INFORMATION GIVEN:
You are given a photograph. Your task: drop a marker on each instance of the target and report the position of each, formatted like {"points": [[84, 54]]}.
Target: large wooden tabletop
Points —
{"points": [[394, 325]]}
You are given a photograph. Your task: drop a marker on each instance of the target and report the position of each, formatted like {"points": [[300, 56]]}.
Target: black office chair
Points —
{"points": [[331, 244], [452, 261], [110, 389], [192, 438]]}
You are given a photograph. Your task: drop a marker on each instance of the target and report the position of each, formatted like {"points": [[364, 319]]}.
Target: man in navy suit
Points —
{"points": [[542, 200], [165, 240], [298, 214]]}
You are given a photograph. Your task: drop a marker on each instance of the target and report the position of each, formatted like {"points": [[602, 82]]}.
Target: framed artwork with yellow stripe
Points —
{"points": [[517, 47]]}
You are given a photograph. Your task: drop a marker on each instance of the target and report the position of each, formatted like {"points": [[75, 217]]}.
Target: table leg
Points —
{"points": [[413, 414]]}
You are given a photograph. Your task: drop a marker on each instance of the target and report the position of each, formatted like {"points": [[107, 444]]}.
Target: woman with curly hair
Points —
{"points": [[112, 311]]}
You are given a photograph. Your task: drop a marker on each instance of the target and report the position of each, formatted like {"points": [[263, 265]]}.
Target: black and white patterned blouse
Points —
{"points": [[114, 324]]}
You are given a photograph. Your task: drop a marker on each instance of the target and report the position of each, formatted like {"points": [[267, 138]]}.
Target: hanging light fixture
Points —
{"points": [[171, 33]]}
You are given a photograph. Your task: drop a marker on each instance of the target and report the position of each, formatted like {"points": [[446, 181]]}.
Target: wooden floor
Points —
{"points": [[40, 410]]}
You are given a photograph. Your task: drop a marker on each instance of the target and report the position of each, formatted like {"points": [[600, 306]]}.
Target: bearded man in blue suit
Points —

TO DO:
The lines you need are those holding the word "black"; copy each of them from the material above.

SOLUTION:
Target: black office chair
Target: black and white patterned blouse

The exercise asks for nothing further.